TO DO
Collect every line in the records that contains the word "bare", and copy each one out in full.

*** GIVEN DATA ***

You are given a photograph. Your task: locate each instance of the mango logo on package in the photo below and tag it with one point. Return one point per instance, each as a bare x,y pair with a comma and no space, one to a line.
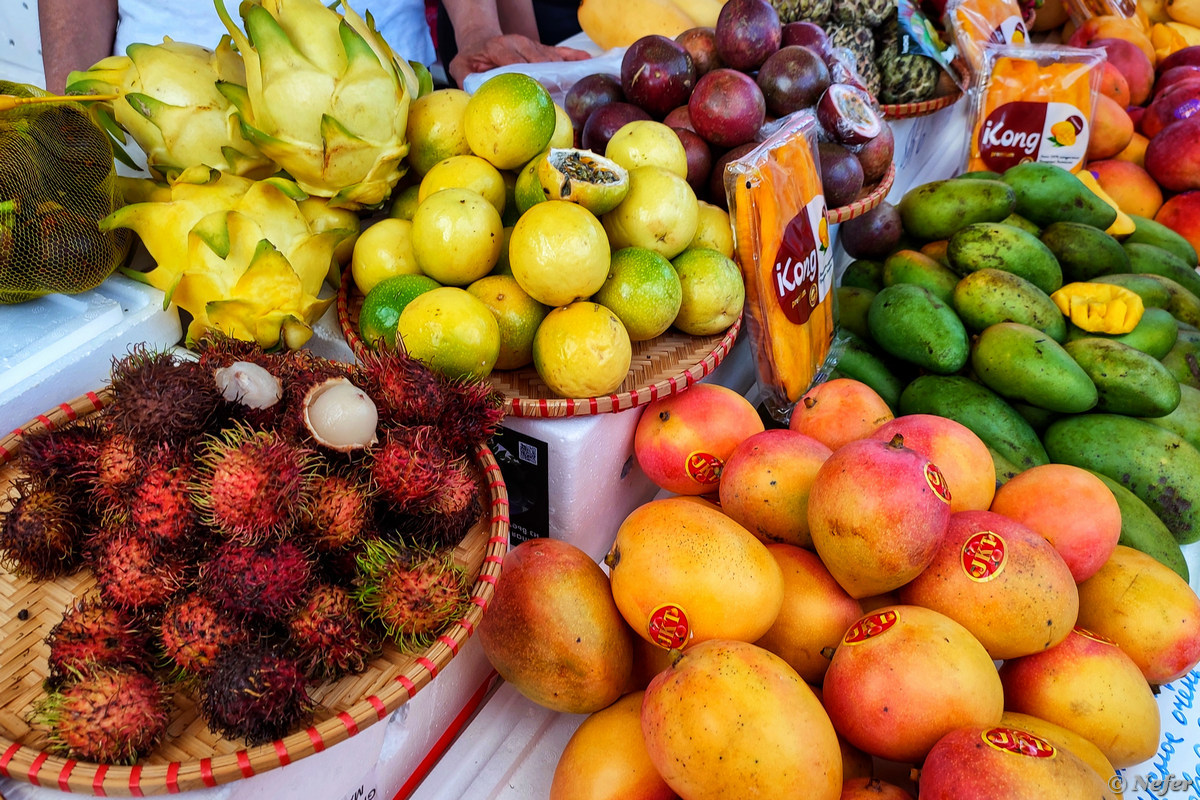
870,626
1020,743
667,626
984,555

***
*** GIVEN DATA ***

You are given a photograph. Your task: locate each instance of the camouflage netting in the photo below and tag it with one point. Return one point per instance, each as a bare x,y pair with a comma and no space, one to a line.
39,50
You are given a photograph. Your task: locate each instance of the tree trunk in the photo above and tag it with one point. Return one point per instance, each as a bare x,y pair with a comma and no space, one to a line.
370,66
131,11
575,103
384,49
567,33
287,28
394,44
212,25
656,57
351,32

***

EXERCISE ANSWER
You are given a photograph. Your task: locate each instance of the mango logo on package in the photo below and tag it with one point. Return one point per instance, each as a bare x,y pair with a comma and no space, one to a line.
You are given a photograph. Your task: locate each instance of the camouflage netting in the photo below and tag it with one point. Return one point per instance, each as a bare x,y pair with a comma and no space, one to a line.
You are given a photograph. Your task: locate each instance of the tree trunk in the photo above and tag it with one point. Return one point per instance, each as a bare x,y pair with a comma and no space, one to a line.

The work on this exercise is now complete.